PROBLEM DETAILS: Your answer should consist of each line below that contains the string "light".
Segment Start: DATASET EXCERPTS
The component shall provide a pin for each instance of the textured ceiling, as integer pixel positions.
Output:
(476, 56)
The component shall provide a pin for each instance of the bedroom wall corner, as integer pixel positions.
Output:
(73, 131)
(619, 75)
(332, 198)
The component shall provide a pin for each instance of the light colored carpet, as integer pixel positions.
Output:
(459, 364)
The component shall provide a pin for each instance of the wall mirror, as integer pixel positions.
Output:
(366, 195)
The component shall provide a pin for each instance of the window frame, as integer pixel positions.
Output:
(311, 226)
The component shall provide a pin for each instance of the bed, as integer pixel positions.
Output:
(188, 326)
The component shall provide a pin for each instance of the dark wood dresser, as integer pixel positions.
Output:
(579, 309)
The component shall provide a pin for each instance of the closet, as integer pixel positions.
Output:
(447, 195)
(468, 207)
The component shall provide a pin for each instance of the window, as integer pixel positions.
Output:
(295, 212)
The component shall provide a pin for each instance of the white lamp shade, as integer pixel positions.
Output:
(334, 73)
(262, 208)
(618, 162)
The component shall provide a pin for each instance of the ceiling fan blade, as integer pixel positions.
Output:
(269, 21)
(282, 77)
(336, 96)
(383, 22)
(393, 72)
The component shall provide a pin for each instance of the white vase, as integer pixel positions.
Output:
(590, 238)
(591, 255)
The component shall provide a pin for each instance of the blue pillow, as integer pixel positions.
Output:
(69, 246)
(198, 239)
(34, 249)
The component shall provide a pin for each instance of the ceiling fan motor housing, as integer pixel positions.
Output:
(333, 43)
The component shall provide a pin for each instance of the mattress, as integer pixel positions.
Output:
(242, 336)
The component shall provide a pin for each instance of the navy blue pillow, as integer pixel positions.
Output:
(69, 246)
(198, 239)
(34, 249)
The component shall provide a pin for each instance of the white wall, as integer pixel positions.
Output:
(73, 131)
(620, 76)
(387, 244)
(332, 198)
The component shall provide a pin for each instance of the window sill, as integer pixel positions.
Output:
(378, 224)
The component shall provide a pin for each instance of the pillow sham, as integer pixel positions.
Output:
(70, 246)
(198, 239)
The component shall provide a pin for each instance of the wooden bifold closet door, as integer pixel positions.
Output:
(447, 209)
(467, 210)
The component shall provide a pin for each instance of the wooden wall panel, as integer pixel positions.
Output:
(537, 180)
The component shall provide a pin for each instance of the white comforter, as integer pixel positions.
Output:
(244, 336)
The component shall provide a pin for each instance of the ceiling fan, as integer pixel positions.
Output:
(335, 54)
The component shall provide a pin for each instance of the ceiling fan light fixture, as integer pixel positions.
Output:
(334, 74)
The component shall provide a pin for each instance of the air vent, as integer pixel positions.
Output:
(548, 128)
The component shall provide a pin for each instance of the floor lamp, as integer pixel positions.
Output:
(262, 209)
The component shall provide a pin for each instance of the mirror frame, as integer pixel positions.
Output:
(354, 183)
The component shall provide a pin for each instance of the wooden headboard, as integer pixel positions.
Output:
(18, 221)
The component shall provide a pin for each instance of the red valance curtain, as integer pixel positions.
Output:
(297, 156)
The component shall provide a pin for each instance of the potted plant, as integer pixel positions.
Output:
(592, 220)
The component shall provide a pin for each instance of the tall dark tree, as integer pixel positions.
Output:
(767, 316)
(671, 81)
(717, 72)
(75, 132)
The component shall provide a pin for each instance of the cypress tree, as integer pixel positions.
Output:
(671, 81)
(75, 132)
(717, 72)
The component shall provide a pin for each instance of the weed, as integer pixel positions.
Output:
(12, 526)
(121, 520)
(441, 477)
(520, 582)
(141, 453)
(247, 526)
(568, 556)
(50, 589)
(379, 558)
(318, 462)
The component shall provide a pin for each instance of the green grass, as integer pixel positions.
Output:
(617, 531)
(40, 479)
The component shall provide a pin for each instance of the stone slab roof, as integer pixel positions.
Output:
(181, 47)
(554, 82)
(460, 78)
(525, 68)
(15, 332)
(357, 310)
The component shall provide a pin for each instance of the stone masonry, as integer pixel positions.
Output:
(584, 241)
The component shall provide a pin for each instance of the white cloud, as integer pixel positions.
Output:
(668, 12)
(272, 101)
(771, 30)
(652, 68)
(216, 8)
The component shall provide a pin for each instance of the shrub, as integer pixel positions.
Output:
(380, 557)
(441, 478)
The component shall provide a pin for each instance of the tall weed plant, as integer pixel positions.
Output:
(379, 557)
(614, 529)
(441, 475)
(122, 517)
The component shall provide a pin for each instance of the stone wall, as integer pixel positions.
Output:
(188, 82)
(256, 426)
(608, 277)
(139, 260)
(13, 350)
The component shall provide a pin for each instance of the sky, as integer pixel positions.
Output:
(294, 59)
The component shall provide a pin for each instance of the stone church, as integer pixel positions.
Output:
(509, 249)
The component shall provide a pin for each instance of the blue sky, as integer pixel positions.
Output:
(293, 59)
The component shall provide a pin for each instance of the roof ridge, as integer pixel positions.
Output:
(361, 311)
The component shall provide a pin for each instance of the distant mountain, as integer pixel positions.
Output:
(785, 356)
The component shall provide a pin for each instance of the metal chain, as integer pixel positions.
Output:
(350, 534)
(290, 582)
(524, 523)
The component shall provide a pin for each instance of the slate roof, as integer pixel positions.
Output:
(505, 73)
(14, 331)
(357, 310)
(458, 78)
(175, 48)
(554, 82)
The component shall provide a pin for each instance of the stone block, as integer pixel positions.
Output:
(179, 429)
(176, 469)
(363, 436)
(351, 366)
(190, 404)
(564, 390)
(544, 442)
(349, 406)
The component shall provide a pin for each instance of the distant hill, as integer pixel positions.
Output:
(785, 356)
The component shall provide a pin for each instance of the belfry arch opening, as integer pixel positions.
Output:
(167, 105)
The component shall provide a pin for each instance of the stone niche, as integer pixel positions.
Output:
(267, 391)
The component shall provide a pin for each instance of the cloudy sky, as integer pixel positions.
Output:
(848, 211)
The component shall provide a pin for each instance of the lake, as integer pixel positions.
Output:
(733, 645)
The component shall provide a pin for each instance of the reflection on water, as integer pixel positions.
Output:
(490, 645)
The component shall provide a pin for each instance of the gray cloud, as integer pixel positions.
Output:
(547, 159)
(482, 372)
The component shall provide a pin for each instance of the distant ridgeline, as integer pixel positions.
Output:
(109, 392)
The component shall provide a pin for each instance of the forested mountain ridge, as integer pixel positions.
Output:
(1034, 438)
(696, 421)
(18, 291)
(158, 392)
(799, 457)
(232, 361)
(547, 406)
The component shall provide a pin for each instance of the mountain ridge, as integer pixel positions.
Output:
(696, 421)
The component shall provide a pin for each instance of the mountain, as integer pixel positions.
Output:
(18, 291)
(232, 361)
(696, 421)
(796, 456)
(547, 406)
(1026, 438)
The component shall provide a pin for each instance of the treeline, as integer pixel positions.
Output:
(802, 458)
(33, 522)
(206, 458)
Segment End: DATASET EXCERPTS
ANSWER BELOW:
The component shall provide a pin for each instance of the light colored carpet, as integer pixel positions.
The component shall provide a pin for each instance of the ceiling fan light fixture, as integer pixel positions.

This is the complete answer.